AANGELEVERDE TEKST |
---+---

Naar boven ↑

Rechtspraak

Uitspraakdatum

27-08-2010

ECLI

ECLI:NL:TAHVD:2010:YA1145

Zaaknummer

5635

Inhoudsindicatie

Verzoek tot herziening door de raad niet ontvankelijk verklaard. Bekrachtiging.

Uitspraak

 

         

27 augustus 2010

No. 5635

Hof van Discipline

Beslissing

naar aanleiding van het hoger beroep van

verzoekster

tegen:

verweerder.

1. Het geding in eerste aanleg

Het hof verwijst naar de beslissing van de Raad van Discipline in het ressort ‘s Hertogenbosch (verder: de raad) van 2 november 2009, onder nummer M135 2009, aan partijen toegezonden op 3 november 2009, waarbij verzoekster niet-ontvankelijk is verklaard in haar verzoek tot herziening.

2. Het geding in hoger beroep

2.1 De memorie waarbij verzoekster van deze beslissing in hoger beroep is gekomen, is op 26 november 2009 ter griffie van het hof ontvangen.

2.2 Het hof heeft voorts kennis genomen van:

- de stukken van de eerste aanleg;

- de antwoordmemorie van verweerder;

- een schrijven van verzoekster aan het hof van 25 april 2010;

- een schrijven van verzoekster aan het hof van 29 april 2010;

- een schrijven van verzoekster aan het hof van 8 mei 2010;

- een schrijven van verzoekster aan het hof van 15 mei 2010;

- een schrijven van verzoekster aan het hof van 23 mei 2010.

---+---

OPGAVEN |
- 1) Herschrijf het deel van de uitspraak van het Hof van Discipline van "Het hof verwijst" tot "verzoek tot herziening." en vervang daarin "3 november 2009" door "4 november 2009".
- 2) Vul de uitspraak van het Hof van Discipline verder aan, te beginnen na de laatste zin die er staat.
De vermeldingen zijn voor deze opdrachten niet nodig.

---+---

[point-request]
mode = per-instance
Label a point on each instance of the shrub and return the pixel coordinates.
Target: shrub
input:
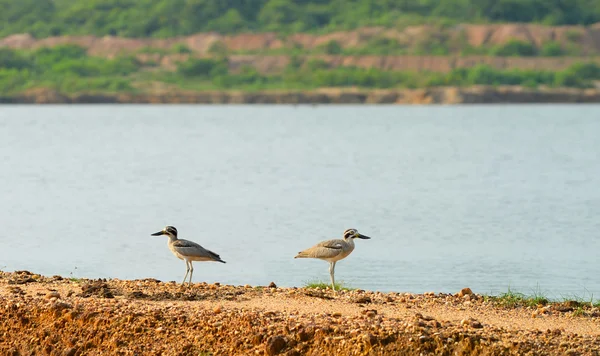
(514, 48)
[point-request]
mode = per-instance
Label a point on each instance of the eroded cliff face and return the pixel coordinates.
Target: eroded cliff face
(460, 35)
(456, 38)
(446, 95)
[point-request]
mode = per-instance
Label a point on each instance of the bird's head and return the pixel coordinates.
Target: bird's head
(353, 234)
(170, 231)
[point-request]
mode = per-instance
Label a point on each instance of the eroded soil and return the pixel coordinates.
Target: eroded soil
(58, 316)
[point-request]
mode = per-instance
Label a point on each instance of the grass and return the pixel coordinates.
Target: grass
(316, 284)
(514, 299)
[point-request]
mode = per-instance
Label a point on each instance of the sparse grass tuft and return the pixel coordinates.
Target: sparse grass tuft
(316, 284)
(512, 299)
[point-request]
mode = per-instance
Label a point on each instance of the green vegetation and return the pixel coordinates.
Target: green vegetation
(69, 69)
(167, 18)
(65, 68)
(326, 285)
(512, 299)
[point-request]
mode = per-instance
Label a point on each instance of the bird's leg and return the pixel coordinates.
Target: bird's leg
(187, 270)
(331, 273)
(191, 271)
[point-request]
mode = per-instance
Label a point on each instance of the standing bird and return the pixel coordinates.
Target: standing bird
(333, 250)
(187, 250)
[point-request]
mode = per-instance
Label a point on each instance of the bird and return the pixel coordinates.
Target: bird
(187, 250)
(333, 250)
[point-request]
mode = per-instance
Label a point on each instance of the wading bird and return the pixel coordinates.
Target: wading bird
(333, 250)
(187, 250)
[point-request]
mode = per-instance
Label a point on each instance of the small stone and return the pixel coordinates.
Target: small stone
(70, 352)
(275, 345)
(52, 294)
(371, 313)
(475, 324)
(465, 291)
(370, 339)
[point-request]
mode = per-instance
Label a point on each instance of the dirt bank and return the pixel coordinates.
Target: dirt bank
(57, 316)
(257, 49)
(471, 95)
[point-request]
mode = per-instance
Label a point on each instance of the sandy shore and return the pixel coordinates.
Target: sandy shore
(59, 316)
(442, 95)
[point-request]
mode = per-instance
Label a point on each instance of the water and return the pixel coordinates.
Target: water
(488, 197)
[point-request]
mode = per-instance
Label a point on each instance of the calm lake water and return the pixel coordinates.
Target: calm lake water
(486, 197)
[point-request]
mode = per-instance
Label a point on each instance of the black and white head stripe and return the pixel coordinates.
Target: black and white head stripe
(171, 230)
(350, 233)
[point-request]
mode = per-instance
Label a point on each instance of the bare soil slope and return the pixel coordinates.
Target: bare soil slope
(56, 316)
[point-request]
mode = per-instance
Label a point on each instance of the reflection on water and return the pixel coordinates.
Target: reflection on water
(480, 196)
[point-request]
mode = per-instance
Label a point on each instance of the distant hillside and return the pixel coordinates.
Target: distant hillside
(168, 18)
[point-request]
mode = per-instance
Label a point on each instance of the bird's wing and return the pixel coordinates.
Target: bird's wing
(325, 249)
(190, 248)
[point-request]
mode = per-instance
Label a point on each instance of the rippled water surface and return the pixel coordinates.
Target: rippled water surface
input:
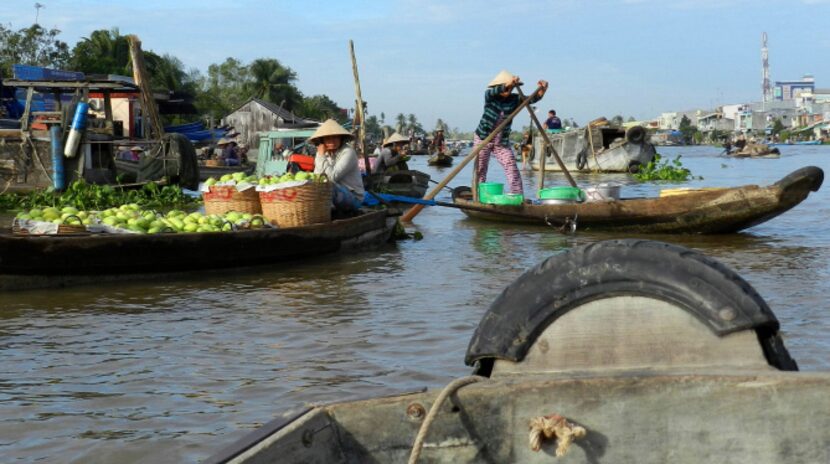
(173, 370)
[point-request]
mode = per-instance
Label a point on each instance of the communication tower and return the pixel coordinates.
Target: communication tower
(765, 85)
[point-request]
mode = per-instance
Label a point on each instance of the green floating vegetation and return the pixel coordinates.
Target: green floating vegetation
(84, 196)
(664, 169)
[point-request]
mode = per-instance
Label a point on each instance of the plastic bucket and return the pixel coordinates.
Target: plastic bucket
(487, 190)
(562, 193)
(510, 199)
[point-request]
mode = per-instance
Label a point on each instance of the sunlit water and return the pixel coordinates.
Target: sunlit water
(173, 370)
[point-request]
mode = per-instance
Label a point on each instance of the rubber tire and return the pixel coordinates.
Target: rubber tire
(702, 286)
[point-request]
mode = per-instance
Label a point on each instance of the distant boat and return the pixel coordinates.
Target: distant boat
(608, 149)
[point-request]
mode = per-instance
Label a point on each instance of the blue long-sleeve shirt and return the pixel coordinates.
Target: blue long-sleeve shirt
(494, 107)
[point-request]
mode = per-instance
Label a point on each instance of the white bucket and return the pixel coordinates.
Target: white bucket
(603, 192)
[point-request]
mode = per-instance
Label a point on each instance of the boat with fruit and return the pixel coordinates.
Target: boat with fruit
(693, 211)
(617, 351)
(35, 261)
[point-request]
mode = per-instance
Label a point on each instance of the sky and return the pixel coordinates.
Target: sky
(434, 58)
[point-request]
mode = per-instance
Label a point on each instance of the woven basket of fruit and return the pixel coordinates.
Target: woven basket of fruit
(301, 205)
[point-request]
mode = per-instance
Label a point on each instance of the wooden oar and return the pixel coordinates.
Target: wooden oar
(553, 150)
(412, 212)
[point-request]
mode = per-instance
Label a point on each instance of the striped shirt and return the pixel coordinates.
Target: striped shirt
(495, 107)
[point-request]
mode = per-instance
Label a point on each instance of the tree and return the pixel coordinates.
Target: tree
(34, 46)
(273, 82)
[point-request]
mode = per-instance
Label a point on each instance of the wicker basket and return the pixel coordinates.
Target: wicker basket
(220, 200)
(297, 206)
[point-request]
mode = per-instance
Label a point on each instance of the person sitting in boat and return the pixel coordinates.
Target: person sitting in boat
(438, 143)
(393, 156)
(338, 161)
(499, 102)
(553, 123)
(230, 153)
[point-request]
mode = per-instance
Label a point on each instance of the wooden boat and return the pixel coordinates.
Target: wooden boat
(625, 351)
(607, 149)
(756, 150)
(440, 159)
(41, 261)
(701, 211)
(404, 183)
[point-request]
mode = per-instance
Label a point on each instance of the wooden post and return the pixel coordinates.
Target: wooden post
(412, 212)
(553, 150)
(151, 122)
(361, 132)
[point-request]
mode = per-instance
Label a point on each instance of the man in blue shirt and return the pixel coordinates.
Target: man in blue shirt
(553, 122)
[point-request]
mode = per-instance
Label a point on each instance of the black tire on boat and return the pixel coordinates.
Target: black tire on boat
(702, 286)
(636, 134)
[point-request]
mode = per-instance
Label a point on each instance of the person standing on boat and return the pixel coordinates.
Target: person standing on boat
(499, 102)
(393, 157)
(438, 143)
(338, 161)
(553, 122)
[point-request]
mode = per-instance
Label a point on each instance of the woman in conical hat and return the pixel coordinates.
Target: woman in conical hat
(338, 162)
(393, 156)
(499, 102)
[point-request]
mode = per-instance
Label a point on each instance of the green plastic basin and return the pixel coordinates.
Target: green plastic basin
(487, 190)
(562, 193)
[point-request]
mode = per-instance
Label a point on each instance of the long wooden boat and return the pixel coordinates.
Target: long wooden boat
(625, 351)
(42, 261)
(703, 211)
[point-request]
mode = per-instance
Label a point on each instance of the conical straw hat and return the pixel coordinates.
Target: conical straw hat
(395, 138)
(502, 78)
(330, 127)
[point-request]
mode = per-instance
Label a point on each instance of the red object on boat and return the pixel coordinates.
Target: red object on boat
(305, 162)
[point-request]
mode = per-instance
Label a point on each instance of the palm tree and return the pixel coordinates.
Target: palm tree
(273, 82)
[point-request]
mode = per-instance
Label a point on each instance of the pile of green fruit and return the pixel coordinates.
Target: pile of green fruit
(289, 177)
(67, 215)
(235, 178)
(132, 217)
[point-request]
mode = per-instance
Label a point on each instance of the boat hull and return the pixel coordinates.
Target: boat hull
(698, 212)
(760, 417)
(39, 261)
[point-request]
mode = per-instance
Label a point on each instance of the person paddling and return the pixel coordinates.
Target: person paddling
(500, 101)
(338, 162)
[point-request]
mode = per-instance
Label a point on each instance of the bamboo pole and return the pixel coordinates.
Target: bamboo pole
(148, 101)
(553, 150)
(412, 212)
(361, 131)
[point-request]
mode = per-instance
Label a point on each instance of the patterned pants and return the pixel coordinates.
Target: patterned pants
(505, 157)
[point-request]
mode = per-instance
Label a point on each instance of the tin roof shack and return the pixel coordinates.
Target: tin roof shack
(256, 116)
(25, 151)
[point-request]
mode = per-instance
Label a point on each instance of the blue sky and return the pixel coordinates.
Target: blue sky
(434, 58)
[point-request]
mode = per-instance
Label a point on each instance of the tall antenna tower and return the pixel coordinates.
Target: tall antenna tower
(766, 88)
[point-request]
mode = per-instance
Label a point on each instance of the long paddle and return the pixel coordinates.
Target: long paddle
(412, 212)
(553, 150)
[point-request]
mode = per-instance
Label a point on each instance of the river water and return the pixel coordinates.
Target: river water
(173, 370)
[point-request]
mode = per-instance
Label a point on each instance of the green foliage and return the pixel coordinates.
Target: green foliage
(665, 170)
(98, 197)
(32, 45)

---+---

UITGEWERKTE OPGAVEN |
- 1)
Het hof verwijst naar de beslissing van de Raad van Discipline in het ressort ‘s Hertogenbosch (verder: de raad) van 2 november 2009, onder nummer M135 2009, aan partijen toegezonden op 4 november 2009, waarbij verzoekster niet-ontvankelijk is verklaard in haar verzoek tot herziening.

- 2)
2.3 Het hof heeft de zaak mondeling behandeld ter openbare zitting van 18 juni 2010, waar verzoekster is verschenen.

3. De grond tot herziening

 Verzoekster voert de navolgende gronden voor het verzoek tot herziening aan:

- de raad heeft geen rekening gehouden met de rechtspositie van verzoekster;

- de beslissing van de raad is in strijd met de gedragsregels voor de advocatuur;

- de raad heeft er geen rekening mee gehouden dat verweerder heeft gehandeld in strijd met de polisvoorwaarden van NN door op de zitting van het Hof van Discipline aansprakelijkheid te aanvaarden; daardoor ontstaat voor verzoekster het risico dat de verzekeraar haar aanspraak afwijst;

- de raad heeft er geen rekening mee gehouden dat verweerder op de zitting van het Hof van Discipline zijn reputatieschade op verzoekster wilde verhalen. 

4. De feiten

 De raad vastgesteld van welke feiten in deze procedure wordt uitgegaan. De door de raad vastgestelde feiten, welke niet zijn betwist, vormen ook in hoger beroep het uitgangspunt.

 

5. De beoordeling

5.1 Het onderzoek in hoger beroep heeft niet geleid tot andere beschouwingen en gevolgtrekkingen dan die vervat in de beslissing van de raad, waarmee het hof zich verenigt.

5.2 De grieven van verzoekster tegen de beslissing van de raad worden verworpen. De beslissing van de raad dient te worden bekrachtigd.

6. De beslissing

Het hof:

bekrachtigt de beslissing van de Raad van Discipline in het ressort ‘s-Hertogenbosch van 2 november 2009, gewezen onder nummer M135 2009.

Aldus gewezen door mr. G.J. Driessen-Poortvliet, voorzitter, mrs. P.J. Baauw, M.A. Goslings, A.G. Scheele-Mülder en B.J.Th. Bouma, leden, in tegenwoordigheid van mr. I.F. Schouwink, griffier, en in het openbaar uitgesproken op 27 augustus 2010.